* **Extract to read**:
==============================

So the Iowa caucuses happened, and the New Hampshire primary is tomorrow. Ordinarily, this is one of the hottest periods of the political calendar, but this year it’s kind of a sideshow, because Biden and Trump each seem to be steaming towards an inevitable rematch. There are tea leaves to be read about how much enthusiasm Democrats have for Biden and what segments of the GOP might turn against Trump in the general election, but it doesn’t look like the results are going to say anything about the two parties’ nominations. Even if Haley pulls an upset tomorrow, the most interesting question will be Trump’s response: Will he have such an extreme temper tantrum (at a moment when everybody is watching) that it will raise doubts about his fitness for office in some of his previously unshakeable supporters ?
The Gaza War continues, with enormous suffering for the people of Gaza and with rising frustration from Israelis whose main goal is to get the hostages back. Cracks are starting to form in the unity government, as well as cracks in US support for Israel.
The thing I’m going to focus on this week, though, is far less sexy than elections or wars: The Supreme Court seems to be on the verge of reversing a long-standing legal principle called the Chevron Doctrine. Discussions of Chevron quickly turn into arcane legalese and people tune out, so the challenge is to explain not just what’s happening, but why you should care enough to learn the details. At the risk of sounding alarmist, this is the two-line explanation I’ve come up with: You know how government regulations keep corporations from making more money by killing people like you? Well, the Court is about to screw that up.
That screwing-up is part of a decades-long program that involves a couple of other arcane bits of legalese: the nondelegation principle and the major questions doctrine. I’ll unpack all that in “Monkey-wrenching the Regulations that Protect Our Lives”, which should appear around 10 EST.
The weekly summary will look at Iowa and New Hampshire, all the stuff we’re waiting for in the Trump trials, and the Gaza War, then give you a hopeful quote about climate change from the editor of Heatmap News, before closing with a very convincing photo of a place that doesn’t actually exist, but should. I’ll try to get that out by noon.
Comments
Chevron case moved power and obligation of Congress to unelected bureaucrats to decide what law means
That’s fascism
Congress only makes laws and you can kick Congress members out if you don’t like law but you can’t kick out bureaucrat
Must end and will end as not constitutional
Laws get interpreted, not by the Constitution, but by people. The question is by whom. Under Chevron, it’s ostensibly by subject matter experts in the relevant regulatory agency, who can be overturned by electing s new executive. If Chevron is overturned laws will be interpreted by business interests who will interpret laws to their own advantage, not yours.

==============================

* **Supplied data**:
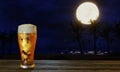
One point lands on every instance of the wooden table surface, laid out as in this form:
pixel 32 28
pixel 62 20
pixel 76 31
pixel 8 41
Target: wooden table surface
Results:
pixel 63 66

==============================

* **Assignment 1**: Render this sentence from the blog post about the Chevron Doctrine in Spanish: "Cracks are starting to form in the unity government, as well as cracks in US support for Israel."
* **Assignment 2**: Take the blog post about the Chevron Doctrine further, picking up right after its final sentence.

* **Task result 1**: Empiezan a formarse grietas en el gobierno de unidad, así como grietas en el apoyo de EE. UU. a Israel.

* **Task result 2**:
No fascism here. Just long-standing law, well-settled over time and now, like Roe, the Court is invited to toss precedent and redeclare what the law should be.
Since well before Chevron (the case is 30 tears old), this kind of delegation has been the law for decades (more like 60 years). It is an intentional delegation by Congress (and in some instances, by the Executive branch) to administrative agencies and executive departments, to formulate more detailed rules. This leaves/expects intentionally relies on a group with [ostensible] expertise to interpret and apply the rules. It makes sense. Congress can be drawn to a stalemate with details, as we are seeing now with the right wing bombarding the courts.
Are we invariably happy with the results? No, but they are challengeable, as the case now before SCOTUS shows. Tossing out Chevron will generate a huge amount of traffic to courthouses, just the void-of-government outcome the Federalists so earnestly desire. That deck-clearing, an abnegation of long-standing processes that have worked well, is the pathway to real fascism.
This time around both sides are aware of malfeasance in elections and no COVID to use as reason to not vote in person with ID like the rest of the civilized world does
I vote in US elections, by mail, with no ID. As a British expat, I also vote in UK elections, by mail, with no ID. Your comment is pure misinformation.
I’m not aware of any significant malfeasance in US elections.
If governments want to require ID to vote, they need to make the ID zero-cost, and make the process easy for voters. It should be illegal, for example, to make married, or divorced, women (who have changed their names) jump through extra hoops that men never need to worry about.